## [Written request]
Copy out every row below word for word, leaving out the pictures.

## [Input data]
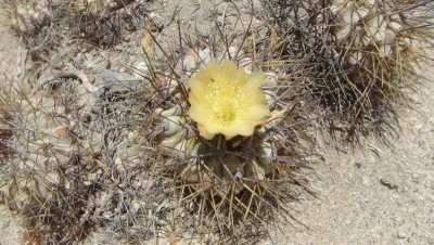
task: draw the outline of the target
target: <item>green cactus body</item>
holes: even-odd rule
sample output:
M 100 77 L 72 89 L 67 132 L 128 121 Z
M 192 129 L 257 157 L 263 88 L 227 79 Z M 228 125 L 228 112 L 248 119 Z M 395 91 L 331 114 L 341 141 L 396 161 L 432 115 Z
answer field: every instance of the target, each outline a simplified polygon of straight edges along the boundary
M 209 52 L 206 50 L 196 53 L 199 59 L 186 56 L 183 64 L 187 70 L 196 67 L 194 60 L 209 60 Z M 271 92 L 276 85 L 277 79 L 272 76 L 267 76 L 263 83 L 270 107 L 276 104 Z M 276 146 L 265 141 L 266 133 L 257 132 L 253 136 L 257 143 L 250 156 L 245 156 L 241 146 L 227 146 L 222 154 L 214 155 L 212 152 L 215 143 L 200 140 L 178 106 L 165 111 L 159 108 L 156 114 L 159 116 L 162 128 L 161 150 L 164 155 L 176 159 L 177 164 L 173 170 L 181 181 L 208 183 L 218 195 L 224 196 L 228 194 L 231 184 L 235 188 L 235 193 L 239 193 L 245 186 L 266 180 L 273 172 Z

## [Solved problem]
task: draw the outline of the target
target: <item>green cactus body</item>
holes: even-odd rule
sample output:
M 100 77 L 72 89 L 67 132 L 128 121 Z
M 192 129 L 257 157 L 263 88 L 227 79 Z M 228 125 L 228 112 L 248 119 Z M 395 91 L 331 114 L 341 141 L 396 161 L 432 115 Z
answer field: every instance of the target, each outline a simplified polygon of straight edges along the boundary
M 209 52 L 206 50 L 196 53 L 199 59 L 186 56 L 183 64 L 187 70 L 196 67 L 194 60 L 209 60 Z M 271 92 L 276 85 L 277 79 L 272 76 L 267 76 L 263 83 L 270 107 L 276 104 Z M 276 146 L 265 141 L 266 133 L 257 132 L 253 136 L 257 143 L 250 156 L 245 156 L 241 146 L 227 146 L 222 154 L 214 155 L 212 152 L 215 143 L 200 140 L 178 106 L 165 111 L 159 108 L 156 114 L 159 116 L 162 128 L 161 150 L 164 155 L 176 159 L 177 164 L 173 170 L 181 181 L 208 183 L 218 195 L 224 196 L 228 194 L 231 184 L 235 188 L 235 193 L 239 193 L 245 186 L 266 180 L 273 172 Z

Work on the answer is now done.